>> BEGIN Source extract

As of 2016, the city had 6,265 more residents who were born abroad to non-U.S. parents than it did 10 years prior, according to BRAC. That’s a 25% increase. The parish at large has seen an even greater increase in international residents: 33% since 2006.
More job opportunities also meant more young professionals staying in Baton Rouge after college, expanding the portion of the population known for thinking globally and for being hungry for the unknown.
Jim Urdiales, owner of Mestizo Louisiana-Mexican Cuisine, has watched these shifts unfold from the front row. His father, Carlos Urdiales, founded one of the first Mexican restaurants in the city, Carlos Cajun Mexican, which closed in 2016, and his uncle Joe Urdiales opened the city’s oldest still-operating one, El Rio Grande Mexican Restaurant, in 1962.
Urdiales points to Hurricane Katrina and job trends as contributors to the changing market, but he emphasizes the role of young people in both supporting wider international offerings and pushing those restaurants to keep innovating.
“The way that millennials are starting to eat, it’s a different experience for them. They’re more daring diners than the average diner,” he says. “I’m seeing how people are really stepping out of the norm, and they’re not really eating by a label. They’re willing to try a vegetable for a dish without being a vegetarian.”
Each shift in the market, each rise in demand, each new palate added to the city and new culinary adventure undertaken after spotting an enticing Instagram, bolstered the growing trend. One restaurant led to another, then another.
It’s 2009, and you’ve tried sushi for the first time—now you’re ready to venture out into sashimi, ramen with the works, tempura-fried tofu. You’ve got the hang of Chinese and Japanese cuisine—now you’re ready to venture out into the vermicellis of Vietnam and the bibimbaps of Korea. Steadily, this is how restaurants and diners have worked in tandem to broaden the international offerings of the city.
Urdiales has seen the city’s growing culinary curiosity support more international and immigrant-owned businesses every day. Louisiana has a relatively low Hispanic population—222,000 as of 2014, making us 31st in the country for Hispanic residents, according to the Pew Research Center. So for years, Baton Rouge only knew Latin food as Tex-Mex.
Now, we’ve begun to differentiate and crave variety. Urdiales points to diners who frequent restaurants that showcase authentic Mexican cuisine, like his, or Central American cuisine, like La Salvadoreña Pupuseria.
“That’s what I’m excited about,” Urdiales says. “You’ve got markets like La Morenita and Ideal Market, and people going there and finally seeing the beauty of the produce and the meats and the cultures.”
ROOM AT THE TABLE
Along the length of Florida Boulevard and branching down Old Hammond Highway to Sherwood Forest and Coursey boulevards, international restaurants and markets have stood for years.

>> END Source extract

Problem 1: In the Baton Rouge dining extract, recast the paragraph beginning "Jim Urdiales, owner of Mestizo" as a short bulleted list that keeps its main facts.
Problem 2: According to the Baton Rouge dining extract, by what percentage did the number of city residents born abroad to non-U.S. parents rise in the ten years up to 2016?
Problem 3: Carry on the Baton Rouge dining extract from its final sentence, about the international restaurants and markets along Florida Boulevard.
The entries have no role in this work.

>> BEGIN Data provided

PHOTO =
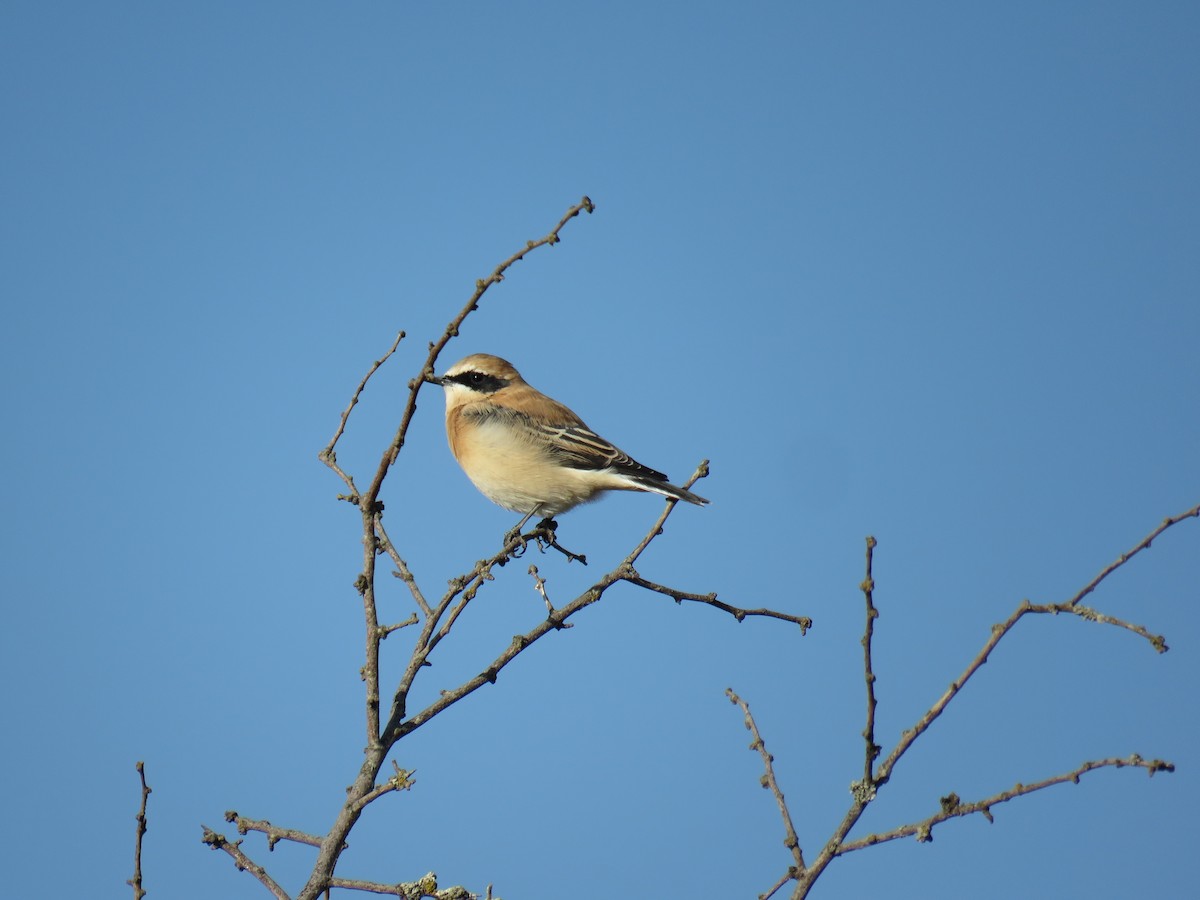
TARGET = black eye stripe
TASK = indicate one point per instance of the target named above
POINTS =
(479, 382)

>> END Data provided
>> BEGIN Data provided

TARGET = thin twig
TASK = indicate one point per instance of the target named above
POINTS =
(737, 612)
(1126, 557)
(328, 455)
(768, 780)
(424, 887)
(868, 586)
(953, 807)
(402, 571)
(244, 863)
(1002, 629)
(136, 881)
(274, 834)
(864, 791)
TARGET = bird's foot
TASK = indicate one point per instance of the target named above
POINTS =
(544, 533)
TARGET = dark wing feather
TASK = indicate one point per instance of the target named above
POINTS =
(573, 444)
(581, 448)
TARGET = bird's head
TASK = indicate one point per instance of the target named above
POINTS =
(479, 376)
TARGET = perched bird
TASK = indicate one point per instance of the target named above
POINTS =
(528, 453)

>> END Data provided

Exercise result 1:
- Jim Urdiales owns Mestizo Louisiana-Mexican Cuisine and has watched these shifts up close.
- His father, Carlos Urdiales, founded Carlos Cajun Mexican, one of the city's first Mexican restaurants. It closed in 2016.
- His uncle, Joe Urdiales, opened El Rio Grande Mexican Restaurant in 1962. It is the city's oldest Mexican restaurant still operating.

Exercise result 2: It rose by 25%.

Exercise result 3:
El Rio Grande, full of bright red and yellow plates brimming with chile con carne over enchiladas. Dang’s Vietnamese restaurant with steaming bowls of savory hu tieu. Bay Leaf Indian Cuisine, fragrant with anise and tamarind and curry. Grocers like Vinh Phat Oriental Market, La Morenita, Olive Tree’s International Food, Fashion India’s and Groceries, Pocorello’s Casa D’Italia and beyond.
As the last decade’s international wave added dozens of new options and cuisines to the city, these businesses have held onto loyal customers while drawing new ones in. It’s a similar case for Little Saigon, a Florida Boulevard Vietnamese joint that’s been open for nearly two decades.
“The more people know about, the more they want to try,” says David Nguyen, whose family owns Little Saigon. Skeptics whose palates have been broadened by one cuisine, he’s noticed, are more likely to give another a try.
The idea of sharing influences—of mutual appreciation and inspiration across cultures—is what creates a sense of community between international restaurateurs in Baton Rouge. There’s room for everyone at the table.
At Cocha, owners Saskia Spanoff and Enrique Pinerua know all about blending cultures and cuisines. Spanoff grew up in Baton Rouge, but her parents were born in Holland. Pinerua’s parents are Basque and Venezuelan, and they raised him in Chile. After meeting in the competitive restaurant scene of Los Angeles, Spanoff and Pinerua found an epicurean home in Baton Rouge in 2016, when they opened their globally inspired international eatery.
Here, the kitchen serves up a brat from local meat counter Iverstine Butcher with warm German potato salad and an apple sauerkraut, traditional Venezuelan-stuffed corn cakes called arepas with roasted duck, Moroccan short ribs and squid ink linguine.
Cocha proves something corroborated by many international restaurants: The “farm to table” trend that’s swept America in recent years isn’t new. It’s been a crucial tenet of cuisines all around the world since ancient history. If you’re just jumping on the clean-eating bandwagon, wanting to be confident in the freshness and the roots of the ingredients in your food, international restaurants were there long ago.
Spanoff says that by looking at what other places with similar climates do with the same crops, they’re able to create a multicultural menu that elevates locally sourced ingredients.
“Look at your main ingredients, look at your different herbs, look at your different meats, seafood,” Spanoff says. “Everything that we have [in Louisiana], well, in a similar spot, they’re using those same ingredients and doing something completely different.”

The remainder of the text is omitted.